▶ WHAT THE EXERCISE ASKS: Can you update the records below so that every "Query" becomes "Label", with nothing else changed?

* START DATA SHOWN *

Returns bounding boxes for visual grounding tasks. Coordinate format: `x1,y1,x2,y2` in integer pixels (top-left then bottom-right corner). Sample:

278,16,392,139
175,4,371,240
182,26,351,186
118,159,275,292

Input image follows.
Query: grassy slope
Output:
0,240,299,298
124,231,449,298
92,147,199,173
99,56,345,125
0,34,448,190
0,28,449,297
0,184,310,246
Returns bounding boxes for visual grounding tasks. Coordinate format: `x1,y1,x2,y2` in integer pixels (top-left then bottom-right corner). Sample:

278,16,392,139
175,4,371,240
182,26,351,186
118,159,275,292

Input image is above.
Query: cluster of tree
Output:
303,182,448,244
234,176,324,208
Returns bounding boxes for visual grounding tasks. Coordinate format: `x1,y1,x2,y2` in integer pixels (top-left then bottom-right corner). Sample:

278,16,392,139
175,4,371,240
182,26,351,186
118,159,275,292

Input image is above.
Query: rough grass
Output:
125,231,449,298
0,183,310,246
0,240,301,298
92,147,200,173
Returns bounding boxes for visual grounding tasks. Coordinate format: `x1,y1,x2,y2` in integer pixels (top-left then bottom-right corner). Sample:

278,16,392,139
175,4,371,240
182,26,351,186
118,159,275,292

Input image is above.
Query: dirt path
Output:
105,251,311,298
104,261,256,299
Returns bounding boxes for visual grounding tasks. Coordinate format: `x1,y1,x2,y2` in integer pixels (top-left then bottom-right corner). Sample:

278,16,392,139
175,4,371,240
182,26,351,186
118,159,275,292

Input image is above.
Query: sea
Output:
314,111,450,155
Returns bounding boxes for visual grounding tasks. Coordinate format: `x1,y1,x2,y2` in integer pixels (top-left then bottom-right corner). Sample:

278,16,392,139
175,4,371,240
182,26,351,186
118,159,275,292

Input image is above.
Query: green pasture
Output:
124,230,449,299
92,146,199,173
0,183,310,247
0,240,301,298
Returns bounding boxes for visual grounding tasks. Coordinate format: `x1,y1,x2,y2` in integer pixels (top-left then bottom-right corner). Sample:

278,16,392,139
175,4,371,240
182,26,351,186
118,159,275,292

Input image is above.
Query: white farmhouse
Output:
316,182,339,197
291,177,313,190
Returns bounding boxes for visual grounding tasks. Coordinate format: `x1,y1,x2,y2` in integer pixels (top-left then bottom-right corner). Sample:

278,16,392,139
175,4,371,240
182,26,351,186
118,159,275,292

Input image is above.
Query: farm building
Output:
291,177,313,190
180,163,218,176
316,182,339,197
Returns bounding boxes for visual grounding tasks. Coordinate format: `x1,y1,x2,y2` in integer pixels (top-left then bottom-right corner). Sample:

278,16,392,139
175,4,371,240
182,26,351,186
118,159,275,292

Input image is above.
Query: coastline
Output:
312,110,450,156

* END DATA SHOWN *

▶ OUTPUT OF THE EXERCISE:
Returns bounding boxes for visual grounding tasks. Coordinate format: `x1,y1,x2,y2` in integer pixels (top-left then bottom-right corner). Sample:

278,16,392,139
175,4,371,240
182,26,351,186
118,159,275,292

Input image follows.
Label: grassy slope
Output:
0,240,299,298
124,231,449,298
92,147,199,173
99,56,345,125
0,34,448,190
0,28,449,297
0,184,310,246
Returns bounding boxes for visual grounding tasks. Coordinate format: `x1,y1,x2,y2` in integer pixels (top-left then bottom-right corner). Sample:

278,16,392,139
175,4,371,240
182,26,351,186
118,159,275,292

Input image is above.
Label: cluster of tree
Output:
303,182,448,244
234,176,324,208
Returns bounding boxes for visual grounding tasks. Coordinate format: `x1,y1,x2,y2` in integer pixels (top-left then bottom-right corner). Sample:

278,16,392,139
175,4,371,240
182,26,351,186
118,159,275,292

Input image is above.
Label: rough grass
Output:
125,231,449,298
0,183,310,246
0,240,301,298
92,147,200,173
Returns bounding boxes for visual grounding tasks. Coordinate format: `x1,y1,x2,y2` in integer pixels (top-left then bottom-right corner). Sample:

278,16,392,139
175,4,371,240
182,26,351,186
118,159,275,292

Input image is above.
Label: dirt path
Output:
105,251,311,298
104,261,256,299
Returns bounding boxes for visual grounding tasks. Coordinate format: `x1,y1,x2,y2` in integer pixels (top-left then bottom-right corner). Sample:

278,16,392,139
175,4,371,240
182,26,351,186
118,159,275,292

Input image is above.
Label: sea
Output:
314,111,450,155
Returns bounding boxes for visual grounding tasks. Coordinate format: `x1,y1,x2,y2` in integer pixels (top-left then bottom-right corner). Sample:

278,16,392,139
175,4,371,240
182,26,351,186
118,159,275,292

Input image is above.
Label: green pasture
Output:
124,230,449,299
92,146,199,173
0,183,310,247
0,240,301,298
Returns bounding boxes for visual grounding tasks. Coordinate format: `x1,y1,x2,y2` in integer pixels (top-left then bottom-right corner). Sample:

278,16,392,139
175,4,371,240
182,26,351,186
118,159,275,292

Input image is above.
Label: white farmhouse
Output:
316,182,339,197
291,177,313,190
Returns bounding boxes for visual grounding tasks. Coordinate format: `x1,y1,x2,y2` in integer pixels (top-left then bottom-right corner). Sample:

278,16,392,139
175,4,371,240
182,26,351,186
118,159,275,292

Input image is above.
Label: farm building
Output:
291,177,313,190
180,163,218,176
316,182,339,197
Returns bounding boxes for visual grounding tasks. Coordinate format: `x1,y1,x2,y2` in integer pixels (top-left then bottom-right corner). Sample:

278,16,392,139
175,4,371,240
182,26,351,186
118,159,275,292

Input image is above.
Label: coastline
Output:
312,110,450,156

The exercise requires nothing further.